» **Given task**
Please reproduce the part of the records that opens with the line containing "Target: reflection of trees in water" and closes at the end of the records, replacing "forest canopy" with "woodland canopy" and leaving everything else unchanged.

== Data to process

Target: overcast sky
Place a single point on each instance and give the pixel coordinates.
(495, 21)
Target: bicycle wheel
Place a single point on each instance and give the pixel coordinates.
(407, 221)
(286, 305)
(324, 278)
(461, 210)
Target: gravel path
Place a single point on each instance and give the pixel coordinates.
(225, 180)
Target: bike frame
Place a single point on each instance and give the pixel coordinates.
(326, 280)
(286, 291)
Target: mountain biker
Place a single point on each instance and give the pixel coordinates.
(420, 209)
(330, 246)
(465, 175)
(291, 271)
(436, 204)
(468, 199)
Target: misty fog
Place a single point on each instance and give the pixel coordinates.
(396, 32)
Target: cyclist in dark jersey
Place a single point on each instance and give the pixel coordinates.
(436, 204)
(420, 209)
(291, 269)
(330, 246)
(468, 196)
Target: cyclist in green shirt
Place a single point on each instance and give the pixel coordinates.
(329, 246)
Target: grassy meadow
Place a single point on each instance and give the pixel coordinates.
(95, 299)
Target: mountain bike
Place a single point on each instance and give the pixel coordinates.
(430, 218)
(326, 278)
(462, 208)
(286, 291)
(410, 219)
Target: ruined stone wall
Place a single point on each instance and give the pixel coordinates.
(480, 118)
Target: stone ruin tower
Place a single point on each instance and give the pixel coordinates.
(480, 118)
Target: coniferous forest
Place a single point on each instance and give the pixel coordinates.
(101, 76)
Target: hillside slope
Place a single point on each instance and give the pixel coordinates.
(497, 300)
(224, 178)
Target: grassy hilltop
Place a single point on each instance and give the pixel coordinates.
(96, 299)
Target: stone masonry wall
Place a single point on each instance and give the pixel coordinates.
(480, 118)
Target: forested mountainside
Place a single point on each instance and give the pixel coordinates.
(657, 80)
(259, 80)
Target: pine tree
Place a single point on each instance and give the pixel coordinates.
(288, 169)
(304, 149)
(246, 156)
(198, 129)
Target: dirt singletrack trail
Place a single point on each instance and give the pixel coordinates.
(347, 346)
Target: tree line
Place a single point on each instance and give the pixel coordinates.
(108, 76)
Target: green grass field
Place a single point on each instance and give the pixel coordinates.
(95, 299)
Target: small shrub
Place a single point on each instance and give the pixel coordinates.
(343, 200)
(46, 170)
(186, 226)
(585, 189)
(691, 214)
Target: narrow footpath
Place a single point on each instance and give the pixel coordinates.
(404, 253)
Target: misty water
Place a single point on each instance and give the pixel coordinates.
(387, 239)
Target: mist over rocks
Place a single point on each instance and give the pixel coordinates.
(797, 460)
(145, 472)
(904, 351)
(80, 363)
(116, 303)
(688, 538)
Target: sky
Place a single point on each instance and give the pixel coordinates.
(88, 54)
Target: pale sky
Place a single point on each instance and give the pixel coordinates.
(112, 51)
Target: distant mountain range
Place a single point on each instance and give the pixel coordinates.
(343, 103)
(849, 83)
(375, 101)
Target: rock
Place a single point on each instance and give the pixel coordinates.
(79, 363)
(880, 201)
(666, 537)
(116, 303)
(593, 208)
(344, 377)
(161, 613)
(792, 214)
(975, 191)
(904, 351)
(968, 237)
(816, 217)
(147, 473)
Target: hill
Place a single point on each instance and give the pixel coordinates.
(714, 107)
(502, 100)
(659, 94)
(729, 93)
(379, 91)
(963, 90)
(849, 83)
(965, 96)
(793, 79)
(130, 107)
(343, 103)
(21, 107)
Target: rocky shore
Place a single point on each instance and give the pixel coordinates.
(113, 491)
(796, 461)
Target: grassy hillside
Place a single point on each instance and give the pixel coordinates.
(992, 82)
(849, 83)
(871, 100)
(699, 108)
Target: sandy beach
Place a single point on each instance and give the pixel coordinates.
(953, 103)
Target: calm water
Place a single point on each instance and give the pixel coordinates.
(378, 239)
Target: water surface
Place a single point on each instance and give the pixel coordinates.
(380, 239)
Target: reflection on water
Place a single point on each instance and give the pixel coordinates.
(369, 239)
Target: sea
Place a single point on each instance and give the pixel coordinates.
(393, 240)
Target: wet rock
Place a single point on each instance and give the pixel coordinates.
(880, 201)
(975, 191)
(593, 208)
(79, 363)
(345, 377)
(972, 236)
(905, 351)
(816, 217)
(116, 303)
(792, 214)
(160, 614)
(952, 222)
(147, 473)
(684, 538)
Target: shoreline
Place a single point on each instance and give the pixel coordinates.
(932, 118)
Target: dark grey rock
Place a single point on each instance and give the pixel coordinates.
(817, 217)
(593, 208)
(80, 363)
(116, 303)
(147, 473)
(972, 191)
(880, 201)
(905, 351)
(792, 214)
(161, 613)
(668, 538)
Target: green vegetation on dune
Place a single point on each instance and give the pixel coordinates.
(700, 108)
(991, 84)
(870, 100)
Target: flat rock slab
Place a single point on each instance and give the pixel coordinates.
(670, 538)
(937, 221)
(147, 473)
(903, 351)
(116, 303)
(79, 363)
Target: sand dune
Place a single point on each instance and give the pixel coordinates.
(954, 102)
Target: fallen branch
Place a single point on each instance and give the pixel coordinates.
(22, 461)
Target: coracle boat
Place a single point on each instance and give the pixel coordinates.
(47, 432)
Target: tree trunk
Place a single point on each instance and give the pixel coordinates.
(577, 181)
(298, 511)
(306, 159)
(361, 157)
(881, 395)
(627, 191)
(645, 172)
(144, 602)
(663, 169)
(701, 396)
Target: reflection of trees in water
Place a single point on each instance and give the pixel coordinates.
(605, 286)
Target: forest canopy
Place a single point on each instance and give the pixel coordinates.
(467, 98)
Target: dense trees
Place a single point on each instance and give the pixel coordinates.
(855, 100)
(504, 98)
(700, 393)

====

» **Reply**
Target: reflection of trees in water
Place a single point on each instance and give the pixel coordinates.
(605, 286)
Target: woodland canopy
Place a single point on each instance and give the pixel coordinates.
(467, 98)
Target: dense trees
Place a single point on each instance and give the pixel coordinates.
(855, 100)
(504, 98)
(700, 393)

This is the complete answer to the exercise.